> What is being asked:
How many lines in the records contain the string "blue"? Case matters. Reply with the number alone.

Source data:
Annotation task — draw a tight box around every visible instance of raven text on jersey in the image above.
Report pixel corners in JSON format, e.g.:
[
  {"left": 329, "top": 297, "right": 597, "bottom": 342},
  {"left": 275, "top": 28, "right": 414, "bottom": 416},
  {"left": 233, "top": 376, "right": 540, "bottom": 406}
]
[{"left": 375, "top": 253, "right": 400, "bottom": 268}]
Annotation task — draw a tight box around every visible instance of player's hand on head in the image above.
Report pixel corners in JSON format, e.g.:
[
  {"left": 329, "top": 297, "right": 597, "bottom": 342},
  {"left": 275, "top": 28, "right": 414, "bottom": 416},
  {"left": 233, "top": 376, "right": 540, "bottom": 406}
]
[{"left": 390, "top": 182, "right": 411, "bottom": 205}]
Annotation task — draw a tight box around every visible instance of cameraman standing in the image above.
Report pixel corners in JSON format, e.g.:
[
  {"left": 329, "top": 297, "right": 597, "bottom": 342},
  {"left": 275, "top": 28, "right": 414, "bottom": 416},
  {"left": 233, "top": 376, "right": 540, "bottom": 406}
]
* * *
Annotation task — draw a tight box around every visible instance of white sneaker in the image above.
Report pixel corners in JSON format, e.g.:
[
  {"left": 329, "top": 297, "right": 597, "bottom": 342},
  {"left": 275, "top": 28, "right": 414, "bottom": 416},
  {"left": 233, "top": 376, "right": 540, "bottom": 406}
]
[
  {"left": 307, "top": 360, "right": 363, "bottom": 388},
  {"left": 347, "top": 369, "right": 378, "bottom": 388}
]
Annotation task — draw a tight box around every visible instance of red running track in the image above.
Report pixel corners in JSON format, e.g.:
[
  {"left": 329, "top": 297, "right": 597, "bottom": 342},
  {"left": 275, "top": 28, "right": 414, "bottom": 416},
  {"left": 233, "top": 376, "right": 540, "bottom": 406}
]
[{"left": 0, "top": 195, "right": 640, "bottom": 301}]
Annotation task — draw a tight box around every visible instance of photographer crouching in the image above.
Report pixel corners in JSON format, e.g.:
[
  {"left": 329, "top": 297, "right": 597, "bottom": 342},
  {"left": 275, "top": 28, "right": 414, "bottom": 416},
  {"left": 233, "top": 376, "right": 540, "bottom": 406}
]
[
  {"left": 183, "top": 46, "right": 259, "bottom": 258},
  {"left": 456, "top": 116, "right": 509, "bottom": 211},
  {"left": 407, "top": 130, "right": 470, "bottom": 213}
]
==
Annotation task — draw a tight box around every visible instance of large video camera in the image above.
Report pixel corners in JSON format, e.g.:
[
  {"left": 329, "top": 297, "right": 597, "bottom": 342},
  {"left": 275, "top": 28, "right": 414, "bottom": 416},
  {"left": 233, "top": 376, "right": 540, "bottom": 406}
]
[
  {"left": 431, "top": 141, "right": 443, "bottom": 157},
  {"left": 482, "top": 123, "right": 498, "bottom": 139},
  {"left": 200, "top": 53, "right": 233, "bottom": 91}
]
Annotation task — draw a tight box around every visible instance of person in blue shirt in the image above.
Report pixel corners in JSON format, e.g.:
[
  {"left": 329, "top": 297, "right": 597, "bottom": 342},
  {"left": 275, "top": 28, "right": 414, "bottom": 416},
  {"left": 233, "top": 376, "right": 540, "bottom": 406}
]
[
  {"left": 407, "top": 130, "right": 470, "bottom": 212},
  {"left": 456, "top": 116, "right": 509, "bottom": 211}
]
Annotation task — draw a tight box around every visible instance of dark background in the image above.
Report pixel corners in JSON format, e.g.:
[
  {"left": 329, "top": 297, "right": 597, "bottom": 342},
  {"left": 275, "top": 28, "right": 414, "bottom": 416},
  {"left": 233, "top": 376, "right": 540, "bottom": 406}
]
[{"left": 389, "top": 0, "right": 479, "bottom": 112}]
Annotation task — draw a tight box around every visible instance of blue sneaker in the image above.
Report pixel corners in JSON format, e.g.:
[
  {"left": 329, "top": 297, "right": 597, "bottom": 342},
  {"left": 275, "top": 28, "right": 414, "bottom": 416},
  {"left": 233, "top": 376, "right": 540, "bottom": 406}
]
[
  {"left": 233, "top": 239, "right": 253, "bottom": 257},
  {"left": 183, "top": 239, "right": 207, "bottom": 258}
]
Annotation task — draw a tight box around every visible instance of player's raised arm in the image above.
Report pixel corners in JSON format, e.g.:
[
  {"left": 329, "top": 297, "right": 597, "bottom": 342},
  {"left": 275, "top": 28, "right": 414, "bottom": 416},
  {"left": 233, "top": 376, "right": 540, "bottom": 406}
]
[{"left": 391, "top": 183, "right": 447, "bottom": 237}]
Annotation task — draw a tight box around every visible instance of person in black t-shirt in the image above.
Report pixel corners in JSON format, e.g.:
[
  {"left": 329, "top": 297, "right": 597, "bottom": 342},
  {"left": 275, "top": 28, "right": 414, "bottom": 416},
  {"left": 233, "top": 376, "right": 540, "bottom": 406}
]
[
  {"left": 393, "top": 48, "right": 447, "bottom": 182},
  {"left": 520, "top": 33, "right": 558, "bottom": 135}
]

> Solution to this task:
2